### POR HACER
Extrae, por favor, tal cual las líneas de los registros que abarcan desde el comienzo hasta la línea que contiene "box: [179, 0, 640, 110]", ambas incluidas.

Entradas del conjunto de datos
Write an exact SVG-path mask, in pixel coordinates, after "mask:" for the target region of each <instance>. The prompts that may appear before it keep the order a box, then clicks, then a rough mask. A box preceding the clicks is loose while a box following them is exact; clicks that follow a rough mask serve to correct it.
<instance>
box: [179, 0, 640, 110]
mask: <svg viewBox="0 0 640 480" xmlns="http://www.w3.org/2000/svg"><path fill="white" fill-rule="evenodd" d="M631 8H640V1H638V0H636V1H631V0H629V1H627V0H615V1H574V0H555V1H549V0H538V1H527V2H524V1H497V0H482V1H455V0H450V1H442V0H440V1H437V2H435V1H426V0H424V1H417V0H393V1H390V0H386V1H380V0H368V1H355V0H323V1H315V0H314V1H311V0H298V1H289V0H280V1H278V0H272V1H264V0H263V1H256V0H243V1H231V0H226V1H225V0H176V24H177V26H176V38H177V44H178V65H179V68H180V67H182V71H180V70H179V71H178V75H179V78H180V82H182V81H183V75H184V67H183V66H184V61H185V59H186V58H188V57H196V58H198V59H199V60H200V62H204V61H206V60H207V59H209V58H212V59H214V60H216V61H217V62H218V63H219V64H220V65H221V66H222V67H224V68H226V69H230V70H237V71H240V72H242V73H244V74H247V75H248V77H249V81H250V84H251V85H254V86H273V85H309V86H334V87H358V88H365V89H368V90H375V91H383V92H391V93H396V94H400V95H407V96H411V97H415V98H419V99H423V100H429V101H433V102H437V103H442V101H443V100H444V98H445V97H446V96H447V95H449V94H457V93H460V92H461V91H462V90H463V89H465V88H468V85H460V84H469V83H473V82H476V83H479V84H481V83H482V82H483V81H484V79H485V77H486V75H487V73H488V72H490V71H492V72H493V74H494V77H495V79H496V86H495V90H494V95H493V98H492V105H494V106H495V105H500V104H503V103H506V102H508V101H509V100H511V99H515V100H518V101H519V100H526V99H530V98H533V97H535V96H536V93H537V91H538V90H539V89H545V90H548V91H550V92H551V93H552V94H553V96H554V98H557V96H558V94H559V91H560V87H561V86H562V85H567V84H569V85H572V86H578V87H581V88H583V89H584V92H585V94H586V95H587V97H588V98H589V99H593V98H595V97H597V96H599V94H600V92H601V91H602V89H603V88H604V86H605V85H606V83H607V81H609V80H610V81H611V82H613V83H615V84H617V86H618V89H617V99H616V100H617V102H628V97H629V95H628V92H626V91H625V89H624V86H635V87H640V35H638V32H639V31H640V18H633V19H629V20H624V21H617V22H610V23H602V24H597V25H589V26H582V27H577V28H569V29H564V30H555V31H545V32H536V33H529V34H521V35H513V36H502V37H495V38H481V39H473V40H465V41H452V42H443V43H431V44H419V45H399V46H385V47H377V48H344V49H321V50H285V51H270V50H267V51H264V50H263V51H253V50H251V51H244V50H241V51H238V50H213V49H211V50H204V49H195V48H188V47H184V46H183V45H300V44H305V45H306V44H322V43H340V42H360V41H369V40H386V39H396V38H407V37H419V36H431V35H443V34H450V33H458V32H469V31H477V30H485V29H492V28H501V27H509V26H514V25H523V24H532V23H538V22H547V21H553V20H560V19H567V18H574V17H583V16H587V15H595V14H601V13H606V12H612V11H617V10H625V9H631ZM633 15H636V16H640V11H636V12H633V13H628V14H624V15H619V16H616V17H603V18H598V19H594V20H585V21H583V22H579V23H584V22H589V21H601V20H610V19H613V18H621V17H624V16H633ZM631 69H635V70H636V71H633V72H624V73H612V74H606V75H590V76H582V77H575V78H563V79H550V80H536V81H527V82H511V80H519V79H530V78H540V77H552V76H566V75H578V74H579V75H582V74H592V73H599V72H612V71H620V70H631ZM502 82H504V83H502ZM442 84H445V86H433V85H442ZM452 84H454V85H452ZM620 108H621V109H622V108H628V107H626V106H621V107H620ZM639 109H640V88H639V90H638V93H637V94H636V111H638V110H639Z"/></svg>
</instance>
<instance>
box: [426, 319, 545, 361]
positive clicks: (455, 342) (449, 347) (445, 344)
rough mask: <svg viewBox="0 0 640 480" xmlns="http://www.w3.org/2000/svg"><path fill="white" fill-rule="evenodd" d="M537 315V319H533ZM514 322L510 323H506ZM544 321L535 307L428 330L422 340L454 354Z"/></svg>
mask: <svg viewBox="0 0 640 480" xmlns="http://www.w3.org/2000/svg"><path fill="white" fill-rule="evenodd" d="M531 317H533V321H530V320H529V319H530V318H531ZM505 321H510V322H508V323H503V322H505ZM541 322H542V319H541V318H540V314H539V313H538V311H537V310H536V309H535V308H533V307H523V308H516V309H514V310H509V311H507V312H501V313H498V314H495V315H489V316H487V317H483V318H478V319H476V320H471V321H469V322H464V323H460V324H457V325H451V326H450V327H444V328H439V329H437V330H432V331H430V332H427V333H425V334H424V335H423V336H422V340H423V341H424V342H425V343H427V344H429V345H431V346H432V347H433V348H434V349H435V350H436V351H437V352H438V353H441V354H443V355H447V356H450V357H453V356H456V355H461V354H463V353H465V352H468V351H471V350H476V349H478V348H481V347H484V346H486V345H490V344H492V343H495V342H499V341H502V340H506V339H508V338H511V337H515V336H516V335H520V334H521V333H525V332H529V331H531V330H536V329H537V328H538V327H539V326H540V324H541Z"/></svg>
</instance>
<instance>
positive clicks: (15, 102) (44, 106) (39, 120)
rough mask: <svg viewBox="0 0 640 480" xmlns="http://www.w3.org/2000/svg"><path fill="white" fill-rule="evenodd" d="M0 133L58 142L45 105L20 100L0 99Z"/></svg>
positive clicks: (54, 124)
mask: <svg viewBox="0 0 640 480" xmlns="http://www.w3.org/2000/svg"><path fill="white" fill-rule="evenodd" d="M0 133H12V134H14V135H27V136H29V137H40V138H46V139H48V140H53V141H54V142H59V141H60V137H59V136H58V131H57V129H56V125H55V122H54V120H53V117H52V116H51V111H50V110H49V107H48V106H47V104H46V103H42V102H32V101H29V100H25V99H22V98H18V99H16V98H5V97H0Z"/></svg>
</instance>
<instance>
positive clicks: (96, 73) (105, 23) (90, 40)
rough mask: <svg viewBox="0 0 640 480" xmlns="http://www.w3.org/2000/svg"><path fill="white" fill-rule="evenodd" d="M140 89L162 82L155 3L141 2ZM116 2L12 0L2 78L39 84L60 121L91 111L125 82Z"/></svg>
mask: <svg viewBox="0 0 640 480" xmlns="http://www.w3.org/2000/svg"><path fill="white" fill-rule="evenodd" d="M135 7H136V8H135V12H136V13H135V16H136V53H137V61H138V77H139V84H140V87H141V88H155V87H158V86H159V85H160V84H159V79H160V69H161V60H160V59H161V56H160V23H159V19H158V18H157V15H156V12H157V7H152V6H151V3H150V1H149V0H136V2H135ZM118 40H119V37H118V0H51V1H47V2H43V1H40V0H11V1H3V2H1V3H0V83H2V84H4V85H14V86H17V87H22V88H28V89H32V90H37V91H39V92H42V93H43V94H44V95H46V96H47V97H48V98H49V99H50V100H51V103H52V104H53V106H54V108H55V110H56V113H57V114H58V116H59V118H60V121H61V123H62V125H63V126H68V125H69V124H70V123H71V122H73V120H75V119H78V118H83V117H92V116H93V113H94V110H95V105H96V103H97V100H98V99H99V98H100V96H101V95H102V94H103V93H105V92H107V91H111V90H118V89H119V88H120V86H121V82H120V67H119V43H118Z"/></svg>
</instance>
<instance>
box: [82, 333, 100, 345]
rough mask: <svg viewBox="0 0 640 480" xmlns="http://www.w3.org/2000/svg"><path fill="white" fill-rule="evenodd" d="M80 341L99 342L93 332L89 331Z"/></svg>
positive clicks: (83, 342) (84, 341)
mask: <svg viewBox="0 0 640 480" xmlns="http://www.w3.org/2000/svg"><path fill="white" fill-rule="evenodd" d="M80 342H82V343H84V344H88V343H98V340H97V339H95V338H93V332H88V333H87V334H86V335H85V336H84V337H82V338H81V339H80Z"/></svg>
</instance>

### RESPUESTA DEL EJERCICIO
Write an exact SVG-path mask, in pixel coordinates, after "mask:" for the target region of each <instance>. The prompts that may appear before it keep the order a box, then clicks, then a rough mask. A box preceding the clicks is loose while a box following them is exact; clicks that follow a rough mask serve to correct it.
<instance>
box: [179, 0, 640, 110]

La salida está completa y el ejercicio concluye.